The exercise
Output all of the records exactly as written.

►

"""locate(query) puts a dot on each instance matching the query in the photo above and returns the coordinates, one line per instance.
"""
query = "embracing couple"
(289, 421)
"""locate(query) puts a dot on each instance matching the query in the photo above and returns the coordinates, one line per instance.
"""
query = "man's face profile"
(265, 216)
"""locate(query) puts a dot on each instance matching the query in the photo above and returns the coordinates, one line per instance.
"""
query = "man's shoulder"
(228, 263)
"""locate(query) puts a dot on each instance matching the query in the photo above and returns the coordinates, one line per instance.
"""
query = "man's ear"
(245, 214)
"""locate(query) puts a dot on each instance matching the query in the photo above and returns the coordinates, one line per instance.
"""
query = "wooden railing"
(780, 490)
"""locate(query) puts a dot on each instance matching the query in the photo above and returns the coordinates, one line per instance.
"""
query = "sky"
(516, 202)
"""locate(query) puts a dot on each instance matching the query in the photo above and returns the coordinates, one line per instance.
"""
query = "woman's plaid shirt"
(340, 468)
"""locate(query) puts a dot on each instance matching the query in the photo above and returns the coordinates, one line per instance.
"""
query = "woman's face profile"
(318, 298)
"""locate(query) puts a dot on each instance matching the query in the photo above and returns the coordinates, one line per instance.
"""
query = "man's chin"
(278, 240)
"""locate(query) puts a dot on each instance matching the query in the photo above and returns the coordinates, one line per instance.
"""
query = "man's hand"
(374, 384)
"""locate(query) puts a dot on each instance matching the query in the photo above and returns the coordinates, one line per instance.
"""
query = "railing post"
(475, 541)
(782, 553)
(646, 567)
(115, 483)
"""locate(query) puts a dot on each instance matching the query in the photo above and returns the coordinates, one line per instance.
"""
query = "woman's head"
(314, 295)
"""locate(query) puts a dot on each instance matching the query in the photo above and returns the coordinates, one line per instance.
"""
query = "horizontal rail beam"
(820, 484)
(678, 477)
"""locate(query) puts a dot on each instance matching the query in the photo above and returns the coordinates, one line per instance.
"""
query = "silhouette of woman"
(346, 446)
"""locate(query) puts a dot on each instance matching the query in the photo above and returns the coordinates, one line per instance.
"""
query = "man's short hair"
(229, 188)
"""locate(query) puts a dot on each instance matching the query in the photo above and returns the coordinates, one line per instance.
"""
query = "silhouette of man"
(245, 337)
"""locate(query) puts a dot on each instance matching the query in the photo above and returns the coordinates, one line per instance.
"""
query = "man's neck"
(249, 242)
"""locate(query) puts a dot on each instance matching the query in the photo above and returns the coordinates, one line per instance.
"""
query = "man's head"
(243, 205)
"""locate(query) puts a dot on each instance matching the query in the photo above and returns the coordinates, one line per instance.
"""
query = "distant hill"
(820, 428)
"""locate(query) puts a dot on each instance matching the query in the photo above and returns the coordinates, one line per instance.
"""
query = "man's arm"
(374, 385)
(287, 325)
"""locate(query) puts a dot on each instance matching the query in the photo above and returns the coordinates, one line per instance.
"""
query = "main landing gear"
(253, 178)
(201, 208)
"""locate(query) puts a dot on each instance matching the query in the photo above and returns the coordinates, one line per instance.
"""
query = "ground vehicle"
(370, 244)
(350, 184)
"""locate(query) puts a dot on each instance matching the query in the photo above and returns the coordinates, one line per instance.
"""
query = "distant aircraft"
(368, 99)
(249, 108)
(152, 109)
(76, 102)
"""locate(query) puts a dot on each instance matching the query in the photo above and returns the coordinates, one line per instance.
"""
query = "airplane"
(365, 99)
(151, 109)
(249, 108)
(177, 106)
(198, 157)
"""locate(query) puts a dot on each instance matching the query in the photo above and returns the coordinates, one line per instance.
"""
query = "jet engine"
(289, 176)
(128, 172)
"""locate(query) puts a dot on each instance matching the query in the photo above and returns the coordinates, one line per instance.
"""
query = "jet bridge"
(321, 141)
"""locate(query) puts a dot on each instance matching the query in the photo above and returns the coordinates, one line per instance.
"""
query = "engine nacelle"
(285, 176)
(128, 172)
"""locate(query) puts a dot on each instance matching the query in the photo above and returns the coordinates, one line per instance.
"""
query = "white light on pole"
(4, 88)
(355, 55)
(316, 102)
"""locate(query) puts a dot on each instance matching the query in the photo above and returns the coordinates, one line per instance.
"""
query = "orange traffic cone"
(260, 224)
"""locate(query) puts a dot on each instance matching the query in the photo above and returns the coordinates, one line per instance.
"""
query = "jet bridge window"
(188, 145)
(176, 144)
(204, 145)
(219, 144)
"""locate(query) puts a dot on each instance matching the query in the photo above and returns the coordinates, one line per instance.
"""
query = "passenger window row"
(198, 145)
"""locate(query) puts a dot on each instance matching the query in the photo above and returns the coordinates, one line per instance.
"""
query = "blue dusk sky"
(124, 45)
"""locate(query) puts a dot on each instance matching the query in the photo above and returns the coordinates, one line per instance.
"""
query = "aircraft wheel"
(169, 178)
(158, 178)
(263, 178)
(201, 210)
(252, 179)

◄

Correct answer
"""locate(query) puts a dot on each instance matching the query in the photo above and returns the coordinates, one line per instance.
"""
query = "embracing couple"
(289, 421)
"""locate(query) puts a dot on each instance matching the query in the photo above and returns the coordinates, one line per instance.
"""
query = "man's face profile"
(265, 216)
"""locate(query) puts a dot on each instance matching the query in the photo above and returns the coordinates, one line per instance.
"""
query = "man's shoulder"
(228, 263)
"""locate(query) puts a dot on each instance matching the query in the photo above and returns the coordinates, one line per instance.
"""
query = "man's ear"
(245, 214)
"""locate(query) puts a dot on each instance matching the query in the photo above and returns the coordinates, one line per instance.
"""
query = "wooden railing"
(780, 490)
"""locate(query) puts a dot on each instance matching the query in the photo above and returns the coordinates, one line per instance.
"""
query = "sky"
(516, 202)
"""locate(query) puts a dot on each instance matching the query in the photo above and returns the coordinates, one line per instance.
"""
query = "woman's plaid shirt"
(340, 468)
"""locate(query) puts a dot on each instance matching the query in the photo above and returns the coordinates, one line per instance.
"""
query = "woman's face profile"
(318, 298)
"""locate(query) puts a dot on each instance matching the query in the photo above and returns the coordinates, one line per instance.
"""
query = "man's chin"
(278, 240)
"""locate(query) puts a dot on each instance matching the query in the photo above and returns the coordinates, one line per instance.
"""
query = "man's hand"
(374, 384)
"""locate(query) puts a dot on each instance matching the query in the photo above and returns the coordinates, one line per instance.
"""
query = "railing post"
(475, 541)
(782, 553)
(646, 567)
(115, 483)
"""locate(query) puts a dot on each instance matching the query in the photo above and returns the coordinates, one line per instance.
"""
query = "woman's head"
(314, 295)
"""locate(query) puts a dot on each instance matching the query in the photo above and returns the coordinates, one line per instance.
"""
query = "horizontal rail beam"
(820, 484)
(678, 477)
"""locate(query) puts a dot on each instance matching the query in the photo above and returns the coordinates, one line per instance.
"""
query = "silhouette of woman"
(346, 446)
"""locate(query) puts a dot on each instance matching the query in the photo above and returns the coordinates, one line per instance.
"""
query = "man's short hair"
(229, 188)
"""locate(query) puts a dot on each instance matching the query in the photo above and returns the coordinates, one line per instance.
"""
query = "silhouette of man"
(245, 337)
"""locate(query) puts a dot on each instance matching the query in the photo above and returns the coordinates, one line per instance.
"""
query = "man's neck"
(249, 242)
"""locate(query) puts a dot on each instance matching the query in the photo above and returns the coordinates, one line per instance.
"""
query = "man's head"
(243, 205)
"""locate(query) puts a dot on each instance matching the query in the photo above and returns the coordinates, one line per instance.
"""
query = "distant hill"
(820, 428)
"""locate(query) puts a dot on each instance matching the query in the photo above and returns the coordinates, one line per instance.
"""
query = "man's arm"
(374, 385)
(287, 325)
"""locate(query) puts a dot on each instance matching the query in the photo above and returns the coordinates, one line per instance.
"""
query = "main landing gear"
(253, 178)
(201, 208)
"""locate(query) puts a dot on each instance matching the query in the photo above and returns the coordinates, one line per instance.
"""
query = "ground vehicle"
(370, 244)
(350, 184)
"""locate(query) puts a dot on each instance matching the query in the photo above and returns the coordinates, one line per instance.
"""
query = "distant aircraft"
(368, 99)
(249, 108)
(152, 109)
(76, 102)
"""locate(query) puts a dot on each instance matching the query in the photo above and returns the coordinates, one line per instance.
"""
query = "airplane"
(365, 99)
(151, 109)
(249, 108)
(177, 106)
(198, 157)
"""locate(query) puts a dot on each instance matching the query in the photo above and returns the coordinates, one line per instance.
"""
query = "jet engine"
(289, 176)
(128, 172)
"""locate(query) puts a dot on each instance matching the query in the photo above and returns the coordinates, one line per instance.
"""
query = "jet bridge"
(321, 141)
"""locate(query) puts a dot on each instance matching the query in the photo above and returns the coordinates, one line per instance.
"""
query = "engine nacelle"
(285, 176)
(128, 172)
"""locate(query) puts a dot on each instance matching the query in the photo above and returns the coordinates, one line per instance.
"""
query = "white light on pole"
(4, 88)
(355, 55)
(316, 102)
"""locate(query) puts a dot on each instance matching the query in the photo above and returns the coordinates, one line per instance.
"""
query = "orange traffic cone"
(260, 224)
"""locate(query) puts a dot on each instance matching the query in the photo above and returns the coordinates, one line per instance.
"""
query = "jet bridge window"
(188, 145)
(176, 144)
(204, 145)
(219, 144)
"""locate(query) puts a dot on each instance matching the query in the photo above and returns the coordinates, one line per instance.
"""
query = "passenger window row"
(198, 145)
"""locate(query) puts a dot on each instance matching the query in the photo above and returns the coordinates, one line per instance.
"""
query = "blue dusk sky"
(124, 45)
"""locate(query) puts a dot on each instance matching the query in the photo above and returns the coordinates, one line per instance.
"""
query = "aircraft wheel"
(169, 178)
(158, 178)
(263, 178)
(201, 210)
(252, 179)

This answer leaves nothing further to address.